[Location labeling records]
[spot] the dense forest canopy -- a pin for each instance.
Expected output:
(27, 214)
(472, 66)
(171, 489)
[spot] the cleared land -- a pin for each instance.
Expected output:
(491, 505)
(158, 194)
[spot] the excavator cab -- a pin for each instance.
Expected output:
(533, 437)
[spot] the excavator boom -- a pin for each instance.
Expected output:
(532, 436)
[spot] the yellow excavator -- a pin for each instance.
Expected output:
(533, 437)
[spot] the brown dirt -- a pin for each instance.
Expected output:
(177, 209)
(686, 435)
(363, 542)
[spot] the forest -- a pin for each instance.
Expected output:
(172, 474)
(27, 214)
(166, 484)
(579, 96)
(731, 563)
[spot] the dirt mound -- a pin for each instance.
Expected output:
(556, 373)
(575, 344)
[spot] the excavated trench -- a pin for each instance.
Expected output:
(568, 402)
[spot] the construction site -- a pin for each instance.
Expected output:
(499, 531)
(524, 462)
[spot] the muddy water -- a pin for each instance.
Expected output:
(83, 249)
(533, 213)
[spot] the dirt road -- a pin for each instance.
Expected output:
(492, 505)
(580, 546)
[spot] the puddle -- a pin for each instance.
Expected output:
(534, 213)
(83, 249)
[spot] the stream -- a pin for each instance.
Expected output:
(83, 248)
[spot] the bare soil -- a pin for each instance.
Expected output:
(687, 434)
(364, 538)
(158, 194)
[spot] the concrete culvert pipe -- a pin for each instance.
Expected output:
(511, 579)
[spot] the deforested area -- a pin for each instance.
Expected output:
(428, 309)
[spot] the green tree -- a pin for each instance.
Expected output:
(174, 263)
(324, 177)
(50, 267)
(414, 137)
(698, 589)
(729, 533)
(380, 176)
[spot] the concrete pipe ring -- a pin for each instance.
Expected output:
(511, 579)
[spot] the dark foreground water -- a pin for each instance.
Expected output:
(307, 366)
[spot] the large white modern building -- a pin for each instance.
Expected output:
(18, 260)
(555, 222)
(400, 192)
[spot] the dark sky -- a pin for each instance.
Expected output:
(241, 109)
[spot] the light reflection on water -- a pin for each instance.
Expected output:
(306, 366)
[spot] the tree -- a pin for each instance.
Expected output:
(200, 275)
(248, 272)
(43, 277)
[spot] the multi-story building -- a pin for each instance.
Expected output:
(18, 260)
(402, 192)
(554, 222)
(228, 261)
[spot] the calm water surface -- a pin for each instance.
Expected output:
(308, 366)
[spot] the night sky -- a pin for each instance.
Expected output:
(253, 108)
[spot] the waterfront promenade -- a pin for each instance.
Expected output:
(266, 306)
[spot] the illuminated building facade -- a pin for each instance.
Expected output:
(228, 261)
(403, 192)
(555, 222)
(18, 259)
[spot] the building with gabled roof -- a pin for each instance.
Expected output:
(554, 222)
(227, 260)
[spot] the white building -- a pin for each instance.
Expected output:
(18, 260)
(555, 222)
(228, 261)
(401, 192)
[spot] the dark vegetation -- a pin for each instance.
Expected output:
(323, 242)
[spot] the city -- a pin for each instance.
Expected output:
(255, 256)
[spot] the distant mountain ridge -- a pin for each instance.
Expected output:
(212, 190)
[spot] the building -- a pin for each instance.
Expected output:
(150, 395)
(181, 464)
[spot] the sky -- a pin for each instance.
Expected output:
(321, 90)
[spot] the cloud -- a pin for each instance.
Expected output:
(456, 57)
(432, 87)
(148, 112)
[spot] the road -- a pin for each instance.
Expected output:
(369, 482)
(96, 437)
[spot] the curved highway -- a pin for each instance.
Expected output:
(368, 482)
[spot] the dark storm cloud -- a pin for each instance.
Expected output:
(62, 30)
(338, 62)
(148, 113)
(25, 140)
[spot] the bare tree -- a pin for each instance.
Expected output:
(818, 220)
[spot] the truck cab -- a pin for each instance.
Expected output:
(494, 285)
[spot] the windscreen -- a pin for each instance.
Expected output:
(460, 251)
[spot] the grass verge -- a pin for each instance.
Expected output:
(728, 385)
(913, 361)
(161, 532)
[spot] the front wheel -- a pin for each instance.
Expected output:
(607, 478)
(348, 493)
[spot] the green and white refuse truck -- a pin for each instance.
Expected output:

- Exercise goal: Format every line from the one containing "[spot] the cloud -- a pin for each instance." down to the end of the rows above as a JSON list of strings, with one string per line and blank lines dropped.

- Response to the task:
[
  "[spot] the cloud -- a pin for each instance.",
  "Expected output:",
  "(456, 57)",
  "(432, 87)",
  "(148, 112)",
  "[spot] the road -- a pin for each instance.",
  "Expected output:",
  "(369, 482)",
  "(96, 437)",
  "[spot] the curved highway -- a pin for each instance.",
  "Expected output:",
  "(368, 482)",
  "[spot] the dark storm cloud -- a pin for each instance.",
  "Expected output:",
  "(62, 30)",
  "(338, 62)",
  "(148, 113)",
  "(25, 140)",
  "[spot] the bare tree -- a pin for each instance.",
  "Expected output:",
  "(818, 220)",
  "[spot] the truck cab -- a pin for each instance.",
  "Expected output:",
  "(494, 285)",
  "[spot] the windscreen -- a pin for each instance.",
  "Expected output:",
  "(460, 251)",
  "[spot] the grass verge -- a pin for each instance.",
  "Expected output:",
  "(728, 385)",
  "(913, 361)",
  "(161, 532)",
  "[spot] the front wheel -- a pin for each instance.",
  "Expected output:",
  "(607, 478)",
  "(348, 493)",
  "[spot] the green and white refuse truck -- a pin for each instance.",
  "Expected output:"
]